[Records from a dataset]
######

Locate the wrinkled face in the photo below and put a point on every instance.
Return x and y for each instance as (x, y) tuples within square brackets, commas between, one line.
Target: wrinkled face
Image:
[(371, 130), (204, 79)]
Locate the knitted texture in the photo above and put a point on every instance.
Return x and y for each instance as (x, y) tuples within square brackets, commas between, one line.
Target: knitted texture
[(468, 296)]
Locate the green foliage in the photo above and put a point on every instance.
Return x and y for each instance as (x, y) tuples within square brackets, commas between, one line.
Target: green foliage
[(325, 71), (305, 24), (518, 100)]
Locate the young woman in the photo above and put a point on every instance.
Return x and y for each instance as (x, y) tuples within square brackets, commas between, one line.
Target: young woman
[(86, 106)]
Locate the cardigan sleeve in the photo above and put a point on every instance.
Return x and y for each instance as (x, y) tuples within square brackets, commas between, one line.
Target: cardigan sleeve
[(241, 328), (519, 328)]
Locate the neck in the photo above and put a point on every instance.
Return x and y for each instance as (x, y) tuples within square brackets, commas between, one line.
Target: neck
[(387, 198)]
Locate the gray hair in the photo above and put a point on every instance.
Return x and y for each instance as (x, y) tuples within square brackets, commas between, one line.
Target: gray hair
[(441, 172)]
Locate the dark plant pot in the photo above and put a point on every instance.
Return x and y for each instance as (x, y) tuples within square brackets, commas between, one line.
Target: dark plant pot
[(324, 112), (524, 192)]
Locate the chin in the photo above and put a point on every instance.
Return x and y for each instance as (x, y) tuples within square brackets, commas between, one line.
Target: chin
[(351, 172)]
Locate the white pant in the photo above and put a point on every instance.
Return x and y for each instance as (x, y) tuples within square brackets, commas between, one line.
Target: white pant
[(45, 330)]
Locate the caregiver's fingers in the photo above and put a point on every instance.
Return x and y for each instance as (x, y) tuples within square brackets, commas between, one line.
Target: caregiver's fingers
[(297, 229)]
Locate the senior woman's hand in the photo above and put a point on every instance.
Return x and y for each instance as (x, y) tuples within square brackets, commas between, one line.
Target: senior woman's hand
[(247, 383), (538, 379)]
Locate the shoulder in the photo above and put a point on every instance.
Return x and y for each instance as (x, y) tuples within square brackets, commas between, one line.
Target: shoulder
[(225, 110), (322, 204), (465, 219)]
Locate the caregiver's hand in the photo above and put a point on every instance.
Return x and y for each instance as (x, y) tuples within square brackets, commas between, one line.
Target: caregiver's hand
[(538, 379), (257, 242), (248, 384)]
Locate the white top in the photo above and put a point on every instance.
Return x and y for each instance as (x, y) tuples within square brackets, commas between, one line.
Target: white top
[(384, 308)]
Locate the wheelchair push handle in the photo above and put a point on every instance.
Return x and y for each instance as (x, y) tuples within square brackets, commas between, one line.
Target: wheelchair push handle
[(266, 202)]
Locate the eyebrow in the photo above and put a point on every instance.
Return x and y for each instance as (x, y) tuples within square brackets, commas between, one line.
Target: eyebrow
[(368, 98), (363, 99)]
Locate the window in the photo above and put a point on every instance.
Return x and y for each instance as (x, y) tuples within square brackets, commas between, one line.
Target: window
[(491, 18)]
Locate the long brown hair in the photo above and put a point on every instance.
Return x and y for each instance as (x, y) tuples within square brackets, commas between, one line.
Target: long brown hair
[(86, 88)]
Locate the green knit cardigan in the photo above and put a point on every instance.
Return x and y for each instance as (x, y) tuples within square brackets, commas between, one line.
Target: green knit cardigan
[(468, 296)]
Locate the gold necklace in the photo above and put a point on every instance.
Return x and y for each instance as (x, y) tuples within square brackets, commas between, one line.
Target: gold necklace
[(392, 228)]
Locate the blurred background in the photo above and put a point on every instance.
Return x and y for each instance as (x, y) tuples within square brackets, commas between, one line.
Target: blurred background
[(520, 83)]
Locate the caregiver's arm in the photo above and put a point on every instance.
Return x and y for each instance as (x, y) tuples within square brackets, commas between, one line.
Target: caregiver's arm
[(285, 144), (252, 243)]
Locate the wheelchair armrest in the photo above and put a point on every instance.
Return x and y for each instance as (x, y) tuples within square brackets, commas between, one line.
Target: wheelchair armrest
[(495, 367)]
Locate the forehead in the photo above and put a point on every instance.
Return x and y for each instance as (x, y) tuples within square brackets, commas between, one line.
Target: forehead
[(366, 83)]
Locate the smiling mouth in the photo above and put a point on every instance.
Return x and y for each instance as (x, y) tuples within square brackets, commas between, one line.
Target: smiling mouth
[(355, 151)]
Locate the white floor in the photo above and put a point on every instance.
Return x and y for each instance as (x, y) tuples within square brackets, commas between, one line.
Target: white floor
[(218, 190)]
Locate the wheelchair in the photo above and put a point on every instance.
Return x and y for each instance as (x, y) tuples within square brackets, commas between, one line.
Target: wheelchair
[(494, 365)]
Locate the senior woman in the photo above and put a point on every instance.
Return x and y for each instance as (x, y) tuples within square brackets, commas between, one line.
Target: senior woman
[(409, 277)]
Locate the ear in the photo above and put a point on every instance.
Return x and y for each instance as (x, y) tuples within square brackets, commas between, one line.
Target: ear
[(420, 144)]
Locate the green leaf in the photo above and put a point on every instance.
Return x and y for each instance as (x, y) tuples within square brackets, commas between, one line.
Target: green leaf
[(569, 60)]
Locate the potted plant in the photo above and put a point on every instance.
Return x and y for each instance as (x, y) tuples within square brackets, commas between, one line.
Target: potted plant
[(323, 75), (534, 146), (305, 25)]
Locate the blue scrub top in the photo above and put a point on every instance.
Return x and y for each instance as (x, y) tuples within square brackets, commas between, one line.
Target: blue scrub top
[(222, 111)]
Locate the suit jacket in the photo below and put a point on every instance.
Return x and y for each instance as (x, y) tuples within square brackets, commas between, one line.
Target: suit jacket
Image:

######

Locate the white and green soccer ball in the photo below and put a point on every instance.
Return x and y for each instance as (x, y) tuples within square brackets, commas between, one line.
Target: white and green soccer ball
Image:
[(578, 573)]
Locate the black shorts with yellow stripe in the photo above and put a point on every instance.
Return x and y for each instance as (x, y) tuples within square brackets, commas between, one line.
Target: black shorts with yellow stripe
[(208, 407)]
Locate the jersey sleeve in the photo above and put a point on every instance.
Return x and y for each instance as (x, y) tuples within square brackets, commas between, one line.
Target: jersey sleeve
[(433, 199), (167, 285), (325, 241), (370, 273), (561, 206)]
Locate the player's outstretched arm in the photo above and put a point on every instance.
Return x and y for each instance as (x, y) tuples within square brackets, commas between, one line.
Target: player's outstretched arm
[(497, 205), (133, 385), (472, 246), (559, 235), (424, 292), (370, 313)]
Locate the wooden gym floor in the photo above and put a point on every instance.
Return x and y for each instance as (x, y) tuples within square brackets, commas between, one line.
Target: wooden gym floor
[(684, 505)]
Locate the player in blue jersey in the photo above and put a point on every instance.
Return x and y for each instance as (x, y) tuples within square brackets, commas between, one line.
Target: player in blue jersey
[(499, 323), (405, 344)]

######

#### Task item:
Using the data above, repeat exactly the lines that begin at the line with "Locate the wrinkled" and end at the line with "Locate the cardigan", both ends included.

#### Response for this exercise:
Locate the wrinkled face in the photo below and put a point on every instance.
Return x and y for each instance as (x, y) tuples within square brackets, commas between, one line.
Target: wrinkled face
Image:
[(371, 130), (204, 79)]
Locate the knitted texture in the photo above and put a point on every instance.
Return x and y for each instance as (x, y) tuples within square brackets, commas between, one line.
Target: knitted texture
[(468, 296)]
Locate the green foliage in the photo above and put a point on every instance.
Return x and y for each instance as (x, y) tuples within square brackets, commas between, one line.
Target: green foliage
[(325, 71), (305, 24), (518, 100)]
Locate the young woman in the photo above and put a point on every instance.
Return x and y for each instance as (x, y) tuples within square brackets, commas between, one line.
Target: young woman
[(86, 106)]
Locate the cardigan sleeve in the photo above and put a point on every instance.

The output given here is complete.